When you reach the line containing "Target: gilded cross on dome" in the data below, begin returning lines exactly as written, and stop once the line containing "one marker per instance, written like [131,27]" has been returned.

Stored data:
▽
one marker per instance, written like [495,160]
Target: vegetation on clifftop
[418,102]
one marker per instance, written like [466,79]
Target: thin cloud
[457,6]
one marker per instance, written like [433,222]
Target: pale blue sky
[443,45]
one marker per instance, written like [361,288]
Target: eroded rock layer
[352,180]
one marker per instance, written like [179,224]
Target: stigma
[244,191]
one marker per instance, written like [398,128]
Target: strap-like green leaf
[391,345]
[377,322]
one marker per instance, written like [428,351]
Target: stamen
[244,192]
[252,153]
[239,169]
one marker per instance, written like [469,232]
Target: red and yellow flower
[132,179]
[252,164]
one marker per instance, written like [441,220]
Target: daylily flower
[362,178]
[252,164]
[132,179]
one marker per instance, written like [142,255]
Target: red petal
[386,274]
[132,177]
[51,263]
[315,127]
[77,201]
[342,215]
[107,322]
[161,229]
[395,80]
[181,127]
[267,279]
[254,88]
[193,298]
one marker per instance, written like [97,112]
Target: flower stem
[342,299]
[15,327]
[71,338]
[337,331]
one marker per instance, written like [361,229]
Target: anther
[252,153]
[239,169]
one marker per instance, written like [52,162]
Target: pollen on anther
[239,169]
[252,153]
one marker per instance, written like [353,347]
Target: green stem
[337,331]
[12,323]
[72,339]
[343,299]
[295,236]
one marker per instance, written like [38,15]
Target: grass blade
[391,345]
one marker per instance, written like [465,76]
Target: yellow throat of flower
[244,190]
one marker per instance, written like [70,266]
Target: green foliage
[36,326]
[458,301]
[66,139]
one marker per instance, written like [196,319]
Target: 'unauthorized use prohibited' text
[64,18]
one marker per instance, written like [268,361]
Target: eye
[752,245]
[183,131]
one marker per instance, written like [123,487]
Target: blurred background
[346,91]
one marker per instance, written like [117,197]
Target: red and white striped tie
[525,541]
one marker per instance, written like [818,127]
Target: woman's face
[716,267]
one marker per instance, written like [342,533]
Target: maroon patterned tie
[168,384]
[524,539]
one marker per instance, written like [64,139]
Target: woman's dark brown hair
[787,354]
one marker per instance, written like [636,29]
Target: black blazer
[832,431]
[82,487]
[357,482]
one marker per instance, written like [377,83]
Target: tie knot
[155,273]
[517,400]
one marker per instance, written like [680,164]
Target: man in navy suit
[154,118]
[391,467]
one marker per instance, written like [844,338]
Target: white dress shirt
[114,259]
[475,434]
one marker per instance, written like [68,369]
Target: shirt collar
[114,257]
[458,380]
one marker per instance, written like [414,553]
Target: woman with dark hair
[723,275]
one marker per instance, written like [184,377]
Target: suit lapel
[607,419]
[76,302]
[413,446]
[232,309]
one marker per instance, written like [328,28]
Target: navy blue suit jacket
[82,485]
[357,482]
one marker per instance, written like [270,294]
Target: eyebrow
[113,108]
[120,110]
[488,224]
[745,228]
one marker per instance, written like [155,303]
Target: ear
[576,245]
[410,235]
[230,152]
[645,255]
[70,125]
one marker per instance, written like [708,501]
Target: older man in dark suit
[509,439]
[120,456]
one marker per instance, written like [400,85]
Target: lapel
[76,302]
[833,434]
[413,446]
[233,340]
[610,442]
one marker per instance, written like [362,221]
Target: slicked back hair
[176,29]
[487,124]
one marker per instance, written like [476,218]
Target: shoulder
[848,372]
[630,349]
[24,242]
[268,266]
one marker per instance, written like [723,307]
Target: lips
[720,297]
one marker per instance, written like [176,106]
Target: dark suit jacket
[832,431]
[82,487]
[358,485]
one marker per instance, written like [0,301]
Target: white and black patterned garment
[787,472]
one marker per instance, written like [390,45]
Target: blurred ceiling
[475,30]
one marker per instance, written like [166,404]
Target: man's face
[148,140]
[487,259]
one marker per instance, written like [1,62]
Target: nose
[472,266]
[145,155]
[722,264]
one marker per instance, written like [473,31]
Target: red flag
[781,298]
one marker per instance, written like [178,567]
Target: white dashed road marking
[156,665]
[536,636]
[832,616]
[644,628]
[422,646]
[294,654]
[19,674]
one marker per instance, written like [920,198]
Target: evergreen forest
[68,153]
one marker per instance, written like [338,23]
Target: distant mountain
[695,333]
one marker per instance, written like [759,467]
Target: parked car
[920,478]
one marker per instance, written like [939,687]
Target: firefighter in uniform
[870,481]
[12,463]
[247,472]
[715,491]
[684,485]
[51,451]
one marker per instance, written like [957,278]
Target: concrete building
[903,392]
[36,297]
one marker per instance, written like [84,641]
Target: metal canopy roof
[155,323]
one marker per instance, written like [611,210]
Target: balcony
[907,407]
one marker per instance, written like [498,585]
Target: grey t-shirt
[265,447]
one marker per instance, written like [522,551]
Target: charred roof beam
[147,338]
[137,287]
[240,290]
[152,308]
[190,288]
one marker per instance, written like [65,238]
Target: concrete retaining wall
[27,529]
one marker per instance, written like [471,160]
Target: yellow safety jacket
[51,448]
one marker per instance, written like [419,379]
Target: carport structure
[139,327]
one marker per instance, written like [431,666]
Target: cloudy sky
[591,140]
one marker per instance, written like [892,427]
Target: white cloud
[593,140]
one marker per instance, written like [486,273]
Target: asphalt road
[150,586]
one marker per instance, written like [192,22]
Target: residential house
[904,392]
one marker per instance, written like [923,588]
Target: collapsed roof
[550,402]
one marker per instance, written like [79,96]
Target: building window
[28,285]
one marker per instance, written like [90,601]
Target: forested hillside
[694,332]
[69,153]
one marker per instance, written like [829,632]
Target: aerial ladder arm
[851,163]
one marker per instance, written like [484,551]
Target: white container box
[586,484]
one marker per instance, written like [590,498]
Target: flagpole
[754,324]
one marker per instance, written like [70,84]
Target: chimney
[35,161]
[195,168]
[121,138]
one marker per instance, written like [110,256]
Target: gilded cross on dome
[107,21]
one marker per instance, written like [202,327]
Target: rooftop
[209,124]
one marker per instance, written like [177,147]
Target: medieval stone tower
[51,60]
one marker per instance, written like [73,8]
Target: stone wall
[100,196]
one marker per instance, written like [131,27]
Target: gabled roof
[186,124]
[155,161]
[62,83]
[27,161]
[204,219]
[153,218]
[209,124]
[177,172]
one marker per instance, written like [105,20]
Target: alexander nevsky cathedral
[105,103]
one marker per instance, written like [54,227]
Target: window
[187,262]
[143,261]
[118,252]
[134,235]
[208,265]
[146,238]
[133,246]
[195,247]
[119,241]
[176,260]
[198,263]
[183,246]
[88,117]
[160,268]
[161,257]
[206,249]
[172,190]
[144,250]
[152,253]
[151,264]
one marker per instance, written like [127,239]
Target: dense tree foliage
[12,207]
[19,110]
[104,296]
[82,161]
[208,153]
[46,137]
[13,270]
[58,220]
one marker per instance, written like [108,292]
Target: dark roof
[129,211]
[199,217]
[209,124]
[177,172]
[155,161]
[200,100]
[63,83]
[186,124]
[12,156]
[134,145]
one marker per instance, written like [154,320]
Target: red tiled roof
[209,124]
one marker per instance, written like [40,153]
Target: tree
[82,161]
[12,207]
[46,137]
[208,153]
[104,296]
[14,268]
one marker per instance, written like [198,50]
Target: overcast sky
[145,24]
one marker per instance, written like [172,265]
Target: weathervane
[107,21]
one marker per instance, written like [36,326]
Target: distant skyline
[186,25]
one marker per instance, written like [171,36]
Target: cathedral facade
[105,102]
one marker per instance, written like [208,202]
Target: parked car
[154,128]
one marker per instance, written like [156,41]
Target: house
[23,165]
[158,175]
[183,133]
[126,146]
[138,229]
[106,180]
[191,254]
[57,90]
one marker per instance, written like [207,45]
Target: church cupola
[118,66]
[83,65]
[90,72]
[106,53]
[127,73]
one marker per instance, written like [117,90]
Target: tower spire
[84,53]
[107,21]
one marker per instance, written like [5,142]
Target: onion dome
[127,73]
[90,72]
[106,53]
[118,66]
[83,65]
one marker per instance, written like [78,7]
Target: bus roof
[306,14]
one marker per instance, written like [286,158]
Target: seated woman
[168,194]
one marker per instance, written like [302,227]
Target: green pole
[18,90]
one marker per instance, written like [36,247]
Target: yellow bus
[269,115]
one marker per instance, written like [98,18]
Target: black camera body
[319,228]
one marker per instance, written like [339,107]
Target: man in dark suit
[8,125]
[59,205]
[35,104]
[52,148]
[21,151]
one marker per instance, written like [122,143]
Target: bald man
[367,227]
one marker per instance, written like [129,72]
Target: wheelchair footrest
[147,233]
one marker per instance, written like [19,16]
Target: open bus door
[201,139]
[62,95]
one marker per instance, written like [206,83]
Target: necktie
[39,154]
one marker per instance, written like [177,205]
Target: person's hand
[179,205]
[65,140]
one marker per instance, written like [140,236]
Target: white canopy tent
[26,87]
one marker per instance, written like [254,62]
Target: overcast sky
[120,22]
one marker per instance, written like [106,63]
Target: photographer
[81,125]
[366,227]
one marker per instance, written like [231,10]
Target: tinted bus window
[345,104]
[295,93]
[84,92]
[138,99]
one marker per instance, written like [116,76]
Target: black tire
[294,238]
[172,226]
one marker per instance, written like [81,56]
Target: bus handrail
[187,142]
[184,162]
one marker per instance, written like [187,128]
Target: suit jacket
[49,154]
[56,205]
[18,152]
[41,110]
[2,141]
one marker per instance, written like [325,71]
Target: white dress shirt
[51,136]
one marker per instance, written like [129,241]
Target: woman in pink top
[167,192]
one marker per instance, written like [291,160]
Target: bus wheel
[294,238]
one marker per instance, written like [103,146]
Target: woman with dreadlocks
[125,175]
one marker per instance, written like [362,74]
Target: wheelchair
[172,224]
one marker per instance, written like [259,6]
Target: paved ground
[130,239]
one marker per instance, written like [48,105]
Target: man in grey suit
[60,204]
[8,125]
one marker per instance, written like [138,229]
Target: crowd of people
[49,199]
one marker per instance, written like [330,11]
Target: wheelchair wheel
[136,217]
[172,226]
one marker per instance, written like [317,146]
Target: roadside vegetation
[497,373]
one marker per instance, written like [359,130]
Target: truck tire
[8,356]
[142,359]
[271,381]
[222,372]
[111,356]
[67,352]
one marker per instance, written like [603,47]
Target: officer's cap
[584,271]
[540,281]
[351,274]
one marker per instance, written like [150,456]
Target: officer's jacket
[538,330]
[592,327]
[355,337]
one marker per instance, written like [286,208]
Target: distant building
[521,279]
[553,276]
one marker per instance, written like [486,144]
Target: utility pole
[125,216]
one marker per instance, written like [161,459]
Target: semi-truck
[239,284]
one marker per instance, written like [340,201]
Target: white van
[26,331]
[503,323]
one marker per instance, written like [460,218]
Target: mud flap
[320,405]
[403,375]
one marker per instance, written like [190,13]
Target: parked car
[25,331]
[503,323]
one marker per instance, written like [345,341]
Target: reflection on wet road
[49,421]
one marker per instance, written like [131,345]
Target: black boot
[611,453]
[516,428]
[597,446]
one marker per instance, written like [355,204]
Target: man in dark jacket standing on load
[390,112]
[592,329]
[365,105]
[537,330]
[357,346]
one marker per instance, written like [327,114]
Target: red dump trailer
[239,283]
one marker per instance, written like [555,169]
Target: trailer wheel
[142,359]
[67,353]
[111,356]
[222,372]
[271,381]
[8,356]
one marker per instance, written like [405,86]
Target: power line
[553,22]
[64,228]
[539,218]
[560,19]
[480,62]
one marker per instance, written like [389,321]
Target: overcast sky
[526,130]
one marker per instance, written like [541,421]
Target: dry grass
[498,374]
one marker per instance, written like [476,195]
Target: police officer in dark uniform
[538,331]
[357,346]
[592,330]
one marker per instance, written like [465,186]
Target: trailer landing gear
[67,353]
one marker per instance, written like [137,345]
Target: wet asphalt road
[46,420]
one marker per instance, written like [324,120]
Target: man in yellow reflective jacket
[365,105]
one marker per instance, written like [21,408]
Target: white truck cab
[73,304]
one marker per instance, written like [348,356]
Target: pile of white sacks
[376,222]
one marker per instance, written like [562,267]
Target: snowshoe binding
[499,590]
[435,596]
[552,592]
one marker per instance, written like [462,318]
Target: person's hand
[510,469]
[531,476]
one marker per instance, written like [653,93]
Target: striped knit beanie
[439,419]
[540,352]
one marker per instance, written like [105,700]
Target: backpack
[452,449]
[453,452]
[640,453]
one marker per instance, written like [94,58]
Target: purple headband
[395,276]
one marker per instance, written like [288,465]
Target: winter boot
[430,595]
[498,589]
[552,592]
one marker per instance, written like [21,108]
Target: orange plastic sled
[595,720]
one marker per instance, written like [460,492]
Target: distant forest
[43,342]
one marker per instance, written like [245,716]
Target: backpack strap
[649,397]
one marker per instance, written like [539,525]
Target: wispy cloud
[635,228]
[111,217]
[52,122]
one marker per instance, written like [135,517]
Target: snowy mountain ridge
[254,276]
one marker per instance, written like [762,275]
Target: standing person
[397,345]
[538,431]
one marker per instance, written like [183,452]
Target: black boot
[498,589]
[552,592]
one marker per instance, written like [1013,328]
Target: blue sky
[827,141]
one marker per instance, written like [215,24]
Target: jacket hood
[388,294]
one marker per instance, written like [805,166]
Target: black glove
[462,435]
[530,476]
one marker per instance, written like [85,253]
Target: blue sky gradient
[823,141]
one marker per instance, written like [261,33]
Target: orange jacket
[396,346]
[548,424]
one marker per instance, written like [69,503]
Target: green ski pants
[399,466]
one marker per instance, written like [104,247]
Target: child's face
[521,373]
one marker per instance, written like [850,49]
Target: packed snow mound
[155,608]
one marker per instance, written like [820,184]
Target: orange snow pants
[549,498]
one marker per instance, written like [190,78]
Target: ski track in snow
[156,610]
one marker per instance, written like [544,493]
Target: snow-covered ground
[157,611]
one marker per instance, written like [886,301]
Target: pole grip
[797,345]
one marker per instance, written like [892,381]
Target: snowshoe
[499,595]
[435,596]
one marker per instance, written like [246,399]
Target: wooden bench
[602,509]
△
#### Problem solution:
Target: gilded cross on dome
[107,21]
one marker per instance, written like [202,327]
Target: rooftop
[209,124]
one marker per instance, written like [177,147]
Target: medieval stone tower
[51,60]
one marker per instance, written like [73,8]
Target: stone wall
[100,196]
one marker per instance, written like [131,27]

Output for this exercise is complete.